TASK TO CARRY OUT ->
All lines in the entries below that hold "cabin" make up the answer.

THE DATA ->
━━━━━━━━
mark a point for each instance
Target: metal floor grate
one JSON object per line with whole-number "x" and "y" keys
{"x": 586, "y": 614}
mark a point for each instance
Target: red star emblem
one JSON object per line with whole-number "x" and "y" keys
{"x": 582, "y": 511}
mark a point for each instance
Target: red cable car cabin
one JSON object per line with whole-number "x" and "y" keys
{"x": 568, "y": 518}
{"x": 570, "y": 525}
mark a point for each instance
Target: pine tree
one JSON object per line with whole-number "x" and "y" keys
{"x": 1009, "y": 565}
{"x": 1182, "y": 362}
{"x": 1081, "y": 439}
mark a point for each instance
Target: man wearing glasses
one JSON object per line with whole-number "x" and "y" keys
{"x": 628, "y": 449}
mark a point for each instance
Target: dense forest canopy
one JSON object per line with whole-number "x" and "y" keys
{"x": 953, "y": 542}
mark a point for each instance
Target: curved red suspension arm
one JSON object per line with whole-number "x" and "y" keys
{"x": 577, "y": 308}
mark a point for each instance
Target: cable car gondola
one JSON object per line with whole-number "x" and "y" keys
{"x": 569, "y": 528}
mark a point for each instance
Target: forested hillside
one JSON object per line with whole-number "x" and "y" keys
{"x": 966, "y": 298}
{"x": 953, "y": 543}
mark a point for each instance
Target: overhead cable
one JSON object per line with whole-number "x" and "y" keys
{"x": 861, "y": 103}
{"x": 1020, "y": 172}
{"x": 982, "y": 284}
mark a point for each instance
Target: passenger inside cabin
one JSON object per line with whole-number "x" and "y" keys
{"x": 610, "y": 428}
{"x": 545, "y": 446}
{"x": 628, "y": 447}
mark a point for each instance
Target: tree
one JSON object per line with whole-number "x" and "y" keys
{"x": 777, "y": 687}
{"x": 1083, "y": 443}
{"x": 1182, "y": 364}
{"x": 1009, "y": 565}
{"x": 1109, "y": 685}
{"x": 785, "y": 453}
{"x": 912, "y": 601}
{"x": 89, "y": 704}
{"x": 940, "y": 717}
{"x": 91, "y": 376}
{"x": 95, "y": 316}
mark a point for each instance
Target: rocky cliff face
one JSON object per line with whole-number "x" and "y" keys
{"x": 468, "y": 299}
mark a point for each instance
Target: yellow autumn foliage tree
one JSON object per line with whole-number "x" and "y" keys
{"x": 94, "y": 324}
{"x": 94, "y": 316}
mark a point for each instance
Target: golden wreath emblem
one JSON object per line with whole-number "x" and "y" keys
━━━━━━━━
SOLVED EXERCISE ->
Target: red cable car cabin
Target: passenger inside cabin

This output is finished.